┌──

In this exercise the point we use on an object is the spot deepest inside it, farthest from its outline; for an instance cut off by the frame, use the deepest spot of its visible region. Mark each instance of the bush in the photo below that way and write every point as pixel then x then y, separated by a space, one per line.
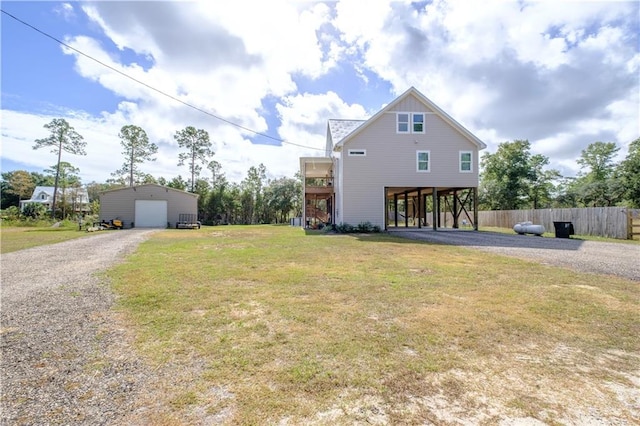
pixel 361 228
pixel 11 213
pixel 34 211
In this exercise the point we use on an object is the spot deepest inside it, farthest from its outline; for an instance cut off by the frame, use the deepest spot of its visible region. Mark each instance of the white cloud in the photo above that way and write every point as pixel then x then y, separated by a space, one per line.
pixel 65 10
pixel 561 74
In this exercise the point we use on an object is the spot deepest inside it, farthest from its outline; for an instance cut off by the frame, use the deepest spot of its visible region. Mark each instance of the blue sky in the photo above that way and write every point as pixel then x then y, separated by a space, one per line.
pixel 560 74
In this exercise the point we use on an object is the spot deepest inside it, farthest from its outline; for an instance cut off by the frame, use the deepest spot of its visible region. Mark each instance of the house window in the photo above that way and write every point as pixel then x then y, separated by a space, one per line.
pixel 410 122
pixel 465 161
pixel 418 123
pixel 423 159
pixel 403 123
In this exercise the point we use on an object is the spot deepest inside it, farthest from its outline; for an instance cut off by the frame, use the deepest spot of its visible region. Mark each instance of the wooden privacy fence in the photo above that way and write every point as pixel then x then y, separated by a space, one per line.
pixel 611 222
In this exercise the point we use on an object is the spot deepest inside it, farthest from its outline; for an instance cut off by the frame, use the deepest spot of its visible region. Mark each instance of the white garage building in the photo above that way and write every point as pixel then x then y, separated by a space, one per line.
pixel 147 206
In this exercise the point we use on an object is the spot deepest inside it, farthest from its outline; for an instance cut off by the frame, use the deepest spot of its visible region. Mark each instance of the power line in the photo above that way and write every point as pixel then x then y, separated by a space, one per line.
pixel 155 89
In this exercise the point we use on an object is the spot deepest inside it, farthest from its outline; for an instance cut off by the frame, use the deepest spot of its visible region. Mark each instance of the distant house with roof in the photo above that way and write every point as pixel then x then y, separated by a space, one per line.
pixel 403 167
pixel 76 199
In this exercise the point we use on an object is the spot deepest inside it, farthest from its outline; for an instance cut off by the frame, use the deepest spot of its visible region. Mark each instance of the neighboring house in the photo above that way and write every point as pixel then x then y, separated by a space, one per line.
pixel 147 206
pixel 401 167
pixel 77 199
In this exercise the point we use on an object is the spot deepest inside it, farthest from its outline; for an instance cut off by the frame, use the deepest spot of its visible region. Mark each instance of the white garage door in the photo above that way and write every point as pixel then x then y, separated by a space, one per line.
pixel 151 214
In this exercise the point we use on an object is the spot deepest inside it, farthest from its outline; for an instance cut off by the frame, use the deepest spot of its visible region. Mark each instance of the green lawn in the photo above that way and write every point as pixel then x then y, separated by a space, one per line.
pixel 270 325
pixel 13 238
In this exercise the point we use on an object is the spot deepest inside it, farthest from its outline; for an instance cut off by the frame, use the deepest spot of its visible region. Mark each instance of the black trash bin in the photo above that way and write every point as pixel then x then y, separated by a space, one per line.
pixel 563 229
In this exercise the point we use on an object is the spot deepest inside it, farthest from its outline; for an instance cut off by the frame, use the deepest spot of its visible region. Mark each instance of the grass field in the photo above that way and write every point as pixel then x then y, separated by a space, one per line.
pixel 13 238
pixel 272 325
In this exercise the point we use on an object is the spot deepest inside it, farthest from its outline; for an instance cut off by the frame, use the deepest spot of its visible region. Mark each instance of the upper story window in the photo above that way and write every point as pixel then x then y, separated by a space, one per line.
pixel 410 122
pixel 466 163
pixel 403 123
pixel 423 161
pixel 418 123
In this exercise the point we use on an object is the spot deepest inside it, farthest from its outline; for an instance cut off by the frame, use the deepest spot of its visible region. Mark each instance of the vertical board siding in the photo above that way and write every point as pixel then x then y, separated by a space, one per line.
pixel 611 222
pixel 391 162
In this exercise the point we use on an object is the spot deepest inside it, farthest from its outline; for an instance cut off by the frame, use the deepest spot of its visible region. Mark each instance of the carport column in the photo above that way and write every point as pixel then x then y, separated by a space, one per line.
pixel 395 208
pixel 435 208
pixel 475 208
pixel 406 209
pixel 455 209
pixel 419 215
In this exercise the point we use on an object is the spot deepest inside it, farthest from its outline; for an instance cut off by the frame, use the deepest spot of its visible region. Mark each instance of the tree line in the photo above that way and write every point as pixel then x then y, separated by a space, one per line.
pixel 511 178
pixel 256 199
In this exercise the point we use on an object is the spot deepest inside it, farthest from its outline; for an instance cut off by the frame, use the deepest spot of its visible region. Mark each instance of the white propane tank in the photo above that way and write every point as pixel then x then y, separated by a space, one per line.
pixel 528 228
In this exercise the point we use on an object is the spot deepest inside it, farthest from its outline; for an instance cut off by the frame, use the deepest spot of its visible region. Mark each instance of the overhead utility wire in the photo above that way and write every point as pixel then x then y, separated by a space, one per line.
pixel 154 89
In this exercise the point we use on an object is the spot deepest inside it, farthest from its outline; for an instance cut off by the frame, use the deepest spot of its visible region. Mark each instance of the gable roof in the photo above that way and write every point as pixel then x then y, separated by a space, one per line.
pixel 127 188
pixel 48 190
pixel 412 91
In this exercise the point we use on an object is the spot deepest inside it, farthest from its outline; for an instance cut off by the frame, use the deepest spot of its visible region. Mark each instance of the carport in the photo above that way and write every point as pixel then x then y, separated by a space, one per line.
pixel 431 207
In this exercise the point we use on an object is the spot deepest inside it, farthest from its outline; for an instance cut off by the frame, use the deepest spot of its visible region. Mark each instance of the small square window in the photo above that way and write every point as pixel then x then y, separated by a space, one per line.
pixel 423 160
pixel 418 123
pixel 403 123
pixel 466 161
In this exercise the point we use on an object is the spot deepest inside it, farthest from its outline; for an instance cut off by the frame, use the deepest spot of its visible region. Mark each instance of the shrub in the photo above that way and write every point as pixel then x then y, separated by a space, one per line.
pixel 34 211
pixel 11 213
pixel 362 228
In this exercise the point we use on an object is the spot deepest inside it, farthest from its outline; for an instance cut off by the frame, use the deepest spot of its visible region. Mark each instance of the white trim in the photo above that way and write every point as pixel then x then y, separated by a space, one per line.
pixel 470 162
pixel 408 123
pixel 413 123
pixel 428 161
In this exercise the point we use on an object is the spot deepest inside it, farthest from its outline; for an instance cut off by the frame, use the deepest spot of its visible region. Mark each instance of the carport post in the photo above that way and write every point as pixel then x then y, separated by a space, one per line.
pixel 435 208
pixel 395 209
pixel 406 209
pixel 455 209
pixel 475 209
pixel 419 215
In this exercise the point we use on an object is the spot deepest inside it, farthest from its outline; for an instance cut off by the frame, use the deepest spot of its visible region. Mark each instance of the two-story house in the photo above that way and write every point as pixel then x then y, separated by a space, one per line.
pixel 76 198
pixel 410 165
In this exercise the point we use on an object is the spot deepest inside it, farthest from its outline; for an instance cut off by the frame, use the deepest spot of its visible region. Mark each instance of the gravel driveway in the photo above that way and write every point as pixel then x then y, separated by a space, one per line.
pixel 63 359
pixel 619 259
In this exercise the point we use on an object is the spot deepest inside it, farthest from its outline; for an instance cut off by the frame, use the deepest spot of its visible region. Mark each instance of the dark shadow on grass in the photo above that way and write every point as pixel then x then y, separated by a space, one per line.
pixel 488 239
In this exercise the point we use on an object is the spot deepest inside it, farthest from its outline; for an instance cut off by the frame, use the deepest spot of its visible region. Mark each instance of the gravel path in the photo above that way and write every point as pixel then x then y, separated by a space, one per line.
pixel 619 259
pixel 63 359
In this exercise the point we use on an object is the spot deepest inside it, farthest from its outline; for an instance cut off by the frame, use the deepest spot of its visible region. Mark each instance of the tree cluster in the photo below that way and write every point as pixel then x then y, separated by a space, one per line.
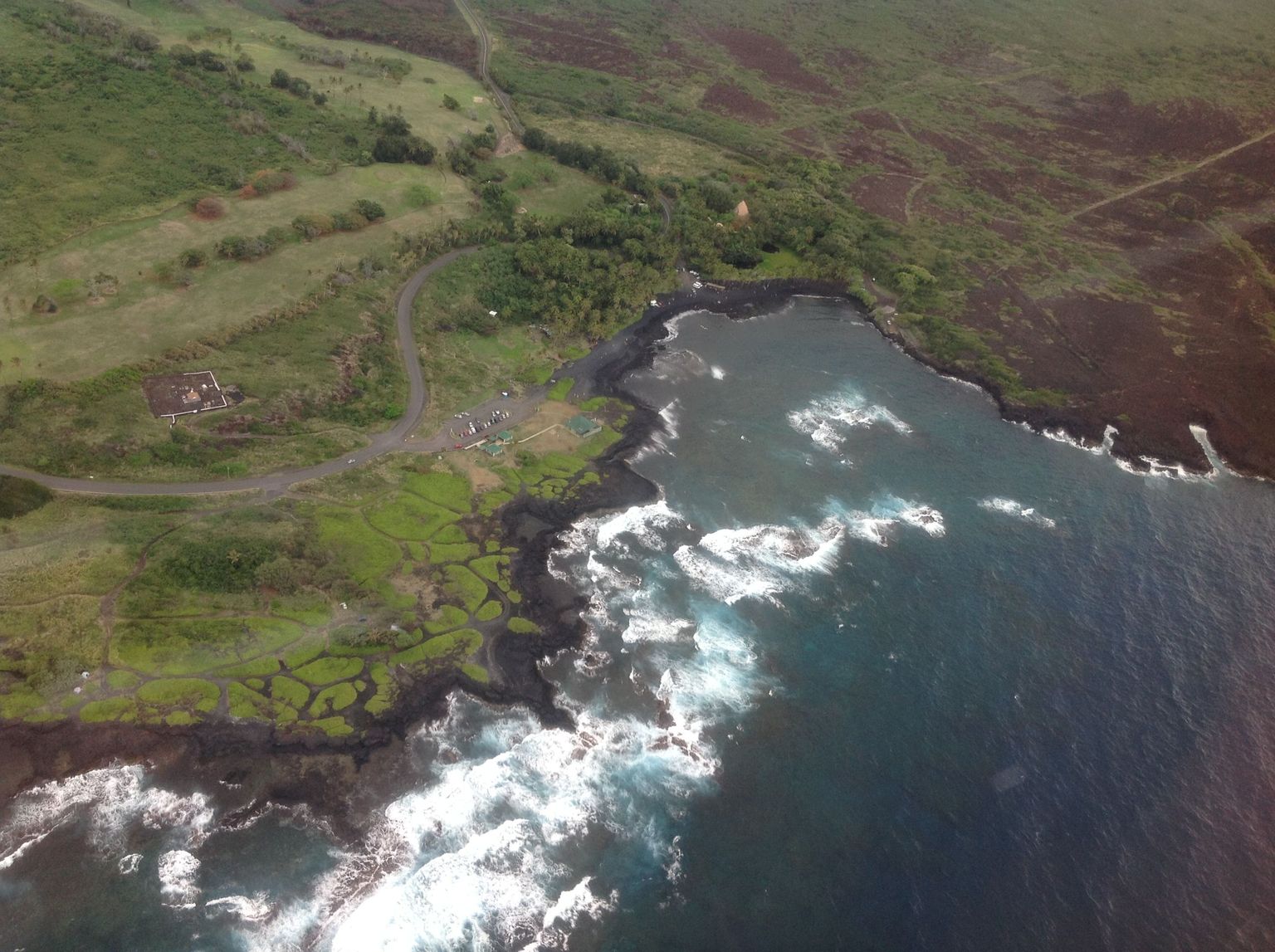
pixel 395 142
pixel 596 159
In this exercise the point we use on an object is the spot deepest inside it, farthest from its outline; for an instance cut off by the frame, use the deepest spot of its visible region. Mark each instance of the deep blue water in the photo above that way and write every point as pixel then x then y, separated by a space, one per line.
pixel 879 671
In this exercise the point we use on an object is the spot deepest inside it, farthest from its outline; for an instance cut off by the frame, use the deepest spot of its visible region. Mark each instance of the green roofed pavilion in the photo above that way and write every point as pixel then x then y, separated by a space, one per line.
pixel 583 426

└──

Exercise prompt: Nothing but the lines from the line containing "the gravel driveway" to the end of the records above should be repeated, exactly and with every picture omitted.

Answer for the task:
In this exercise the point we use on an object is the spot deepest inside it, farthest from its outline; for an instance cut off by the frame, use the deepest spot of its visible region. Mark each instance of the gravel driveway in the photo above that way and write every point as pixel then x then y, separated by a space, one per line.
pixel 63 359
pixel 619 259
In this exercise the point we use on an object is the spot deepest inside it, farthest from its outline; for an instance cut off by the frame, use the deepest spot of its visible region. Mark each instance of the dark shadow on grass in the photo above that way and write every point as pixel then x then y, separated by a space, one per line.
pixel 488 239
In this exercise the point we use on an object is the spot deepest inside it, farthest from its outline; for an instance cut off by the frame, use the deepest spot of its visible region. Mark each instance of the gravel path in the photo above that way and write every point as pixel then x then y, separated by a space, one per line.
pixel 619 259
pixel 63 359
In this exercise the point we use on an object is the spot deepest inside it, farthest from its outline; for an instance cut off by the frame, use the deepest spot of its visible region. Mark each instance of the tree cluster in the photo below that way and write every point as pixel then x then y, separated by a space, one per line.
pixel 395 142
pixel 596 159
In this exercise the point we use on an object is the spot deepest inside it, farthest from its outline; for an instance cut off by the frame, use the deepest spot of its visible region. Mark each instance of the deep blue water in the photo above that way and write every point as pixel then x then y, separated by a space, one per line.
pixel 879 671
In this exercise the point we use on an object is the spot deepest inside it, farthest from its outline; for an instance cut off by the frame, use the deepest spot of its visible region. Mark each instance of the green roofed pavilion in the photo above that way and write every point as pixel then x then y, separated by a space, one per line.
pixel 583 426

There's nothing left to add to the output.